#### TEXT PASSAGE:
-- start --
If there is a valid scenario that doesn't work without this patch then:

After further thought, I believe there are several such scenarios. For a struct member that only maps to device padding and thus shouldn't be considered present, omp target update should have no effect, omp_target_is_present should return false, and present modifiers should produce runtime errors. Did I miss anything in the spec that makes these scenarios invalid?

I updated the test and patch summary for these scenarios, and I rebased.

jdoerfert accepted this revision.Jun 30 2023, 9:48 AM

I think the motivation is valid. The code looks good, though it's early for me. It seems to pass all our alignment tests, which is a good start. LG

This revision is now accepted and ready to land.Jun 30 2023, 9:48 AM
This revision was automatically updated to reflect the committed changes.
jdenny added a comment.Jul 3 2023, 7:25 AM

Thanks for the review.

cseo added a subscriber: cseo.Jul 4 2023, 7:40 AM

I think there's a corner case you may have missed. I'm still seeing this on aarch64:

/llvm-project/openmp/libomptarget/test/mapping/target_derefence_array_pointrs.cpp:28:12: error: CHECK: expected string not found in input
 // CHECK: 3
           ^
<stdin>:1:103: note: scanning from here
Libomptarget message: explicit extension not allowed: host address specified is 0x0000ffffd26ff7c0 (12 bytes), but device allocation maps to host at 0x0000ffffd26ff7c0 (8 bytes)
-- end --
#### RAW DATA:
-- start --
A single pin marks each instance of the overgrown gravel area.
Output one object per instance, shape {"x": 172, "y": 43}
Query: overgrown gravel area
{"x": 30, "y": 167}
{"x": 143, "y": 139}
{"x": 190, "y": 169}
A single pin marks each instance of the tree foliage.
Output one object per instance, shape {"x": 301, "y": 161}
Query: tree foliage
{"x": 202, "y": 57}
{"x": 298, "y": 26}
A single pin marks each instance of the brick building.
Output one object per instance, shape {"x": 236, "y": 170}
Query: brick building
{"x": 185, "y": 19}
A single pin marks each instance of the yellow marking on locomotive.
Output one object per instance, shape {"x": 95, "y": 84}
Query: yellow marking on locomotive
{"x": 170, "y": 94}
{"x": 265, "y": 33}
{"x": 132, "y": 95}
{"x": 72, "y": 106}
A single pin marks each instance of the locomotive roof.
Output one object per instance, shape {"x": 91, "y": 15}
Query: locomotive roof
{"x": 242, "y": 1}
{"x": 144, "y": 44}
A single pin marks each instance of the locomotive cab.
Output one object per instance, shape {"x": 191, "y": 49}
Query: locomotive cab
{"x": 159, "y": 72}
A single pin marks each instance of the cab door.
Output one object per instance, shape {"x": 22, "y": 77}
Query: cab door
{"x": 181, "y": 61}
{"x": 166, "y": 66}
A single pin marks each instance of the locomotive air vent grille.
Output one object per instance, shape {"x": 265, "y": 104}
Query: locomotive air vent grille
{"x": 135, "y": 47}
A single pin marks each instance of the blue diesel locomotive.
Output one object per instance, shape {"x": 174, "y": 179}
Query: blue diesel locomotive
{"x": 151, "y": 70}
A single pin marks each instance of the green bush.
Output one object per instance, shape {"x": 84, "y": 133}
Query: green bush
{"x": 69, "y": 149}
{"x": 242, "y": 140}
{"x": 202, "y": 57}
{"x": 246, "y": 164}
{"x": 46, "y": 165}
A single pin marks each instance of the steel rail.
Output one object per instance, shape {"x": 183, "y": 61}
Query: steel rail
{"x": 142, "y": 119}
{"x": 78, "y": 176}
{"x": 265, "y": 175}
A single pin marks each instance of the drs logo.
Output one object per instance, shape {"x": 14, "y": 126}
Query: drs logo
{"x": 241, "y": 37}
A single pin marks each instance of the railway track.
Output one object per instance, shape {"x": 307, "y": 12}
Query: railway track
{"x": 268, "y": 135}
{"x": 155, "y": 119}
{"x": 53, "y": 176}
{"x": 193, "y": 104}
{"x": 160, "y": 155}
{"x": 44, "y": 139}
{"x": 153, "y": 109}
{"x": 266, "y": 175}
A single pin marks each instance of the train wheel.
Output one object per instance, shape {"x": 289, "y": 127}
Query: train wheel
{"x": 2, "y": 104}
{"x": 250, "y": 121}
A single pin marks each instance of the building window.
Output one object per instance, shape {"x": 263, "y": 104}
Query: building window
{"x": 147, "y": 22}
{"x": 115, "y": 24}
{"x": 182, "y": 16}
-- end --
#### EXERCISE AIM:
Continue the OpenMP code review discussion about struct members that map only to device padding, starting right after its last line.

#### THE OUTPUT:
                                                                                                      ^
<stdin>:1:104: note: possible intended match here
Libomptarget message: explicit extension not allowed: host address specified is 0x0000ffffd26ff7c0 (12 bytes), but device allocation maps to host at 0x0000ffffd26ff7c0 (8 bytes)

Your patch fixes most failures, except this one. Fails with and without LTO enabled. Could you please check?

I think there's a corner case you may have missed. I'm still seeing this on aarch64:

/llvm-project/openmp/libomptarget/test/mapping/target_derefence_array_pointrs.cpp:28:12: error: CHECK: expected string not found in input
 // CHECK: 3
           ^
<stdin>:1:103: note: scanning from here
Libomptarget message: explicit extension not allowed: host address specified is 0x0000ffffd26ff7c0 (12 bytes), but device allocation maps to host at 0x0000ffffd26ff7c0 (8 bytes)
                                                                                                      ^
<stdin>:1:104: note: possible intended match here
Libomptarget message: explicit extension not allowed: host address specified is 0x0000ffffd26ff7c0 (12 bytes), but device allocation maps to host at 0x0000ffffd26ff7c0 (8 bytes)

Your patch fixes most failures, except this one. Fails with and without LTO enabled. Could you please check?

I'm not testing on aarch64, but that test fails for me both before and after this patch. This patch is about padding generated for a partial struct mapping, which is irrelevant to that test, as far as I can tell.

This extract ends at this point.